TEXT UNDER STUDY:
Report: 58 percent of children in foster care in Brunswick Co. i - WECT TV6-WECT.com:News, weather & sports Wilmington, NC

Report: 58 percent of children in foster care in Brunswick Co. in state custody due to parental substance misuse

The report states that parental substance misuse was the leading factor for 39 percent of children that entered foster care during the the 2016-17 fiscal year  (Source: WECT) The report states that parental substance misuse was the leading factor for 39 percent of children that entered foster care during the the 2016-17 fiscal year  (Source: WECT)
WILMINGTON, NC (WECT) -

More than 58 percent of children in foster care in Brunswick County were placed in Department of Social Services custody due to parental substance abuse, according to a report by NC Child.

In 2017, more than 16,500 children in the state lived in state custody. The report states that parental substance misuse was the leading factor for 39 percent of children that entered foster care during the the 2016-17 fiscal year in N.C.

“Substance use disorder is a tragic disease that can tear apart families and leave children without stable, nurturing homes. The opioid epidemic is driving this crisis to a new level in our state,” said Whitney Tucker, research director at NC Child.

Percentage of children in foster care that were placed due to parental substance misuse in area counties:

  • Bladen Co. 25%
  • Brunswick Co. 58.3%
  • Columbus Co. 42.5%
  • New Hanover Co. 41%
  • Pender Co. 27.3%

The amount of time that children have remained in state custody also has increased significantly. The median length has gone from just under a year (362 days) in the fiscal year 2000 to more than 15 months (478 days) in 2016. For children under the age of six, the median length is nearly 17 months (512 days).

To help battle this issue, the author of the report suggested closing the Medicaid coverage gap for working families who can't afford private health insurance but earn too much to qualify for Medicaid.

"Without expanded access to the program, limited funding for opioid and other substance use treatment leaves uninsured North Carolinians without the care they need to protect their health and household stability as the state sinks further into the opioid crisis," the report states.

PROBLEM DETAILS: Repeat word for word the part of the foster care article starting with "The amount of" and going on through "months (512 days).".

GIVEN DATA:
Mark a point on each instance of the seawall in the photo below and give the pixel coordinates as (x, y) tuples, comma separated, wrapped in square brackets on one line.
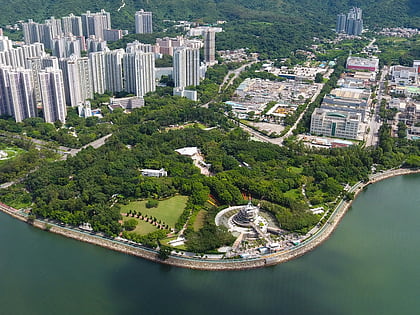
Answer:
[(205, 264)]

OUTPUT OF THE TASK:
The amount of time that children have remained in state custody also has increased significantly. The median length has gone from just under a year (362 days) in the fiscal year 2000 to more than 15 months (478 days) in 2016. For children under the age of six, the median length is nearly 17 months (512 days).